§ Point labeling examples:
::::::

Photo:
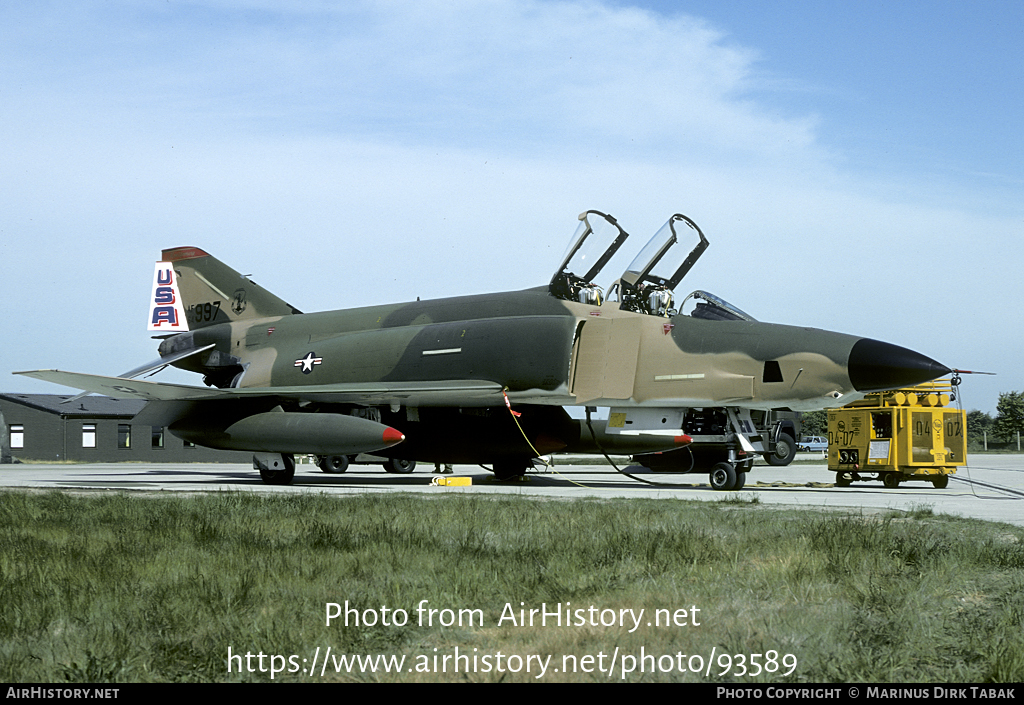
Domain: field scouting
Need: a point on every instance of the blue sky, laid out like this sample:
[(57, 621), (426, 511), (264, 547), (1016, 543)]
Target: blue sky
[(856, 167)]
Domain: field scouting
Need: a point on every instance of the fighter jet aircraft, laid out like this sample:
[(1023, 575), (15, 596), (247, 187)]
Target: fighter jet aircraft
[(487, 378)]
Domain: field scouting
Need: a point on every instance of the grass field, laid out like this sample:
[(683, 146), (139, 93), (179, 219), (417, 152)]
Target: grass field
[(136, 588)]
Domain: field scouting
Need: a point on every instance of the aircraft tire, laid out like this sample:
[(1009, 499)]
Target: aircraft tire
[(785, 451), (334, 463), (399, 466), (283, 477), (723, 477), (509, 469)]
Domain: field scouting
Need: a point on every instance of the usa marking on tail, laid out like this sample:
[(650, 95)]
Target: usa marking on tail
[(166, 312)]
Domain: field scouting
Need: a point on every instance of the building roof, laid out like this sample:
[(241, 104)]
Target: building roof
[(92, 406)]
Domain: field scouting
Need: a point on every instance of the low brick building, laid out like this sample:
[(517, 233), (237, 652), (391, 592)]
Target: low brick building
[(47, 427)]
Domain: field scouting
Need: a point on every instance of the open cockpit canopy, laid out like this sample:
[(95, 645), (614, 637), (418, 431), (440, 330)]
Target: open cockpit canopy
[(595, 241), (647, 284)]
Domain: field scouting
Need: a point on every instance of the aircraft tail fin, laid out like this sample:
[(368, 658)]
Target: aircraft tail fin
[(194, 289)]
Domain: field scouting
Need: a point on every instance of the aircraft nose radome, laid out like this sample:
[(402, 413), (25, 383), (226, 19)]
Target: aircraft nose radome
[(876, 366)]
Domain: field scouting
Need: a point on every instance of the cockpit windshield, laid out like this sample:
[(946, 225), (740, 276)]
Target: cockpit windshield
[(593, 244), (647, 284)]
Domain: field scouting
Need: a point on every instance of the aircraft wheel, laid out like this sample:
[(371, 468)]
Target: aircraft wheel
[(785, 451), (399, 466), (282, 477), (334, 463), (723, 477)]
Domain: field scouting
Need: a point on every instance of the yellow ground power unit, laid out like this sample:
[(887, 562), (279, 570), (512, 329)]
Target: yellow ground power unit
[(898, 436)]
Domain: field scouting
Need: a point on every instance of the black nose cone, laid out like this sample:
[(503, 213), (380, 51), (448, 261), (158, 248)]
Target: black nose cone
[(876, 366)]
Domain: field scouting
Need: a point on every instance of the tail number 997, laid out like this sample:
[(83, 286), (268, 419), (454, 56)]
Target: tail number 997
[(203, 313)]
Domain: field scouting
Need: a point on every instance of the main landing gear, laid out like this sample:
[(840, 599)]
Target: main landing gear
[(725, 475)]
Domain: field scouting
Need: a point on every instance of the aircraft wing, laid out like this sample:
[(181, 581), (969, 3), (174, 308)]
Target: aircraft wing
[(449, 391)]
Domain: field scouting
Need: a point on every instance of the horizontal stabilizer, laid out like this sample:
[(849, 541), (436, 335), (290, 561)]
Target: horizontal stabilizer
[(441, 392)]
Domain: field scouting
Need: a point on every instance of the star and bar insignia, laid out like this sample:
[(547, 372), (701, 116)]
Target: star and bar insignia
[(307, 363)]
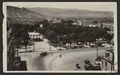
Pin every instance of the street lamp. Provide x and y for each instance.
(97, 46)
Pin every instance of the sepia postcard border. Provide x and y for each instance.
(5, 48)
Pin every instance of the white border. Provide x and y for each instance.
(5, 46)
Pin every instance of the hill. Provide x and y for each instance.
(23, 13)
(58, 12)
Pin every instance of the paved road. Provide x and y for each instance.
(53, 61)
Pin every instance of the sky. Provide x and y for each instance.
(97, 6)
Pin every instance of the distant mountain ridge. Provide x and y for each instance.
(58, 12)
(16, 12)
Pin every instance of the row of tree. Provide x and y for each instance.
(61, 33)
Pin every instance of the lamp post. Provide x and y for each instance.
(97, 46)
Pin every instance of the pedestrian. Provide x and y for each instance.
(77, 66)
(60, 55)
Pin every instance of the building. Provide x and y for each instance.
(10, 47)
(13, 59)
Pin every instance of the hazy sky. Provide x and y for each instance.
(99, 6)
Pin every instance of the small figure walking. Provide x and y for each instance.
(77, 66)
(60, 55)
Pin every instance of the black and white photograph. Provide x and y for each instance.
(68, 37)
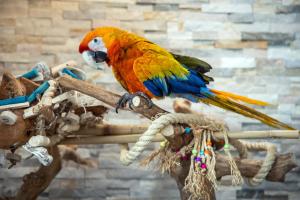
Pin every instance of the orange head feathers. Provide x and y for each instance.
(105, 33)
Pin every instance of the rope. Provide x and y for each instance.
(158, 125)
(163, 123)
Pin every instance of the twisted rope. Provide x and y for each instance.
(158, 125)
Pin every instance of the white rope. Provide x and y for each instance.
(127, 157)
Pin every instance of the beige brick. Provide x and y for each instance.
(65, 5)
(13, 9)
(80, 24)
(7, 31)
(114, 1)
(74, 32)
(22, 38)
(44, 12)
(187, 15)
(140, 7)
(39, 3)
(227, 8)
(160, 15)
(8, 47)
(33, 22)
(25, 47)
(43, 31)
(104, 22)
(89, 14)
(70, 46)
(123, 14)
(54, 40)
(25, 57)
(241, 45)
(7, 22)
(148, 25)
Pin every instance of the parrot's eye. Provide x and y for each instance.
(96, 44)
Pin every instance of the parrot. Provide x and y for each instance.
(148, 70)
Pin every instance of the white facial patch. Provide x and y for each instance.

::::::

§ Work to complete: Give the entries again word for word, but skip the pictures.

§ Answer for this exercise:
Photo:
Domain: field scouting
Need: a point on every instance of the blue sky, laid out like this sample:
[(57, 621), (426, 511), (264, 547), (1016, 543)]
Target: blue sky
[(856, 167)]
Domain: field scouting
Need: a point on every instance of the fighter jet aircraft, laid out like this sample:
[(1023, 575), (15, 596), (247, 187)]
Target: fighter jet aircraft
[(487, 378)]
Domain: field scouting
Need: a point on every instance of the grass field, laid out like this sample:
[(683, 146), (139, 93), (179, 219), (417, 152)]
Target: grass field
[(136, 588)]
Domain: field scouting
Need: a point on every instance of the aircraft tire, laid out like this sample:
[(1009, 499)]
Target: aircraft tire
[(785, 451), (334, 463), (399, 466), (283, 477), (723, 477), (509, 469)]
Domain: field scouting
Need: a point on every instance of the usa marking on tail, laid out like this sample:
[(650, 95)]
Target: usa marking on tail
[(166, 312)]
Domain: field scouting
Need: a point on every instance of the building roof, laid out like this sample:
[(241, 104)]
Target: building roof
[(92, 406)]
Domain: field scouting
Need: a point on every instance of the low brick building, laid out like this sample:
[(517, 233), (237, 652), (391, 592)]
Target: low brick building
[(47, 427)]
Domain: field scouting
Need: a point on every instance of the open cockpit canopy, laid out like this sample:
[(95, 645), (614, 637), (418, 431), (440, 330)]
Target: open cockpit canopy
[(595, 241), (647, 284)]
Domain: field scouting
Need: a point on every instance of the aircraft tail fin, laid out like this sample:
[(368, 658)]
Target: aircraft tail fin
[(194, 289)]
Domain: field scouting
Need: a point on every instance of the aircraft nose radome, laid out like this sample:
[(402, 413), (25, 383), (226, 19)]
Target: aircraft nose radome
[(876, 366)]
Domain: field scouting
Need: a point on every instance of the cockpit windshield, laid out like this sample:
[(946, 225), (740, 276)]
Target: cockpit windshield
[(593, 244), (647, 284)]
Domain: field scouting
Need: a point on every instance of the aircraft wheel, laid out like this sample:
[(371, 468)]
Target: aircraft wheel
[(785, 451), (399, 466), (282, 477), (334, 463), (723, 477)]
Domain: field scouting
Need: a point on every instance of the yellow ground power unit, laid out like this sample:
[(887, 562), (279, 570), (512, 329)]
Target: yellow ground power unit
[(898, 436)]
Domain: field scouting
Need: a point on every instance of the black nose cone, laid out like this sample:
[(503, 213), (380, 51), (448, 261), (158, 248)]
Target: black nose cone
[(876, 366)]
Domain: field scouting
Need: a point on every instance of the tail number 997, laid out like this sample:
[(83, 286), (268, 419), (454, 56)]
Target: tail number 997
[(203, 313)]
Domain: field scouting
Need: a point on every instance of the main landing gear, laid out like this sample:
[(840, 599)]
Target: main landing gear
[(725, 475)]
Domain: field scouting
Need: a point on every instance of the aircraft wing, laid out like this sample:
[(181, 581), (969, 3), (174, 308)]
Target: aircraft wing
[(449, 391)]
Domain: field scouting
Need: a point on every instance of the horizontal stabilizer, laid out like this sample:
[(849, 541), (436, 335), (290, 561)]
Target: horizontal stabilizer
[(441, 392)]
Domain: field scouting
Need: a point on every instance of the star and bar insignia, laid out like this sample:
[(547, 372), (701, 116)]
Target: star and bar insignia
[(307, 363)]
Pin every instance of the street lamp. Provide x and y for each instance.
(97, 46)
Pin every instance of the sepia postcard border. Provide x and y for each instance.
(5, 48)
Pin every instance of the white border. Provide x and y for each instance.
(5, 46)
Pin every instance of the hill. Provide x and y for each instance.
(23, 13)
(58, 12)
Pin every instance of the paved road. Provide x and y for each instance.
(53, 61)
Pin every instance of the sky. Provide x and y for each instance.
(97, 6)
Pin every instance of the distant mountain ridge. Provide x and y for each instance.
(58, 12)
(16, 12)
Pin every instance of the row of tree. Provide x and y for each instance.
(61, 33)
Pin every instance of the lamp post. Provide x and y for each instance.
(97, 46)
Pin every instance of the pedestrian. Provide x and y for each instance.
(77, 66)
(60, 55)
Pin every instance of the building. Provide x and y for each instance.
(10, 47)
(13, 59)
Pin every instance of the hazy sky. Provide x and y for each instance.
(99, 6)
Pin every instance of the small figure walking. Provide x and y for each instance.
(77, 66)
(60, 55)
Pin every instance of the black and white photograph. Provide x and y for each instance.
(68, 37)
Pin every instance of the orange head feathers. Provide x and y for each instance.
(105, 33)
Pin every instance of the rope. Provide x and y for each instance.
(158, 125)
(163, 123)
Pin every instance of the twisted rope. Provide x and y for each instance.
(158, 125)
Pin every instance of the white rope. Provide x and y for each instance.
(127, 157)
Pin every instance of the beige brick. Provide x and y for each instance.
(65, 5)
(13, 9)
(80, 24)
(7, 31)
(114, 1)
(74, 32)
(22, 38)
(44, 12)
(187, 15)
(140, 7)
(39, 3)
(227, 8)
(160, 15)
(8, 47)
(33, 22)
(25, 47)
(43, 31)
(104, 22)
(89, 14)
(70, 46)
(123, 14)
(54, 40)
(25, 57)
(241, 45)
(7, 22)
(148, 25)
Pin every instance of the parrot's eye. Provide x and y for each instance.
(96, 44)
Pin every instance of the parrot. Provide x and y for each instance.
(148, 70)
Pin every instance of the white facial patch. Provide x and y for each instance.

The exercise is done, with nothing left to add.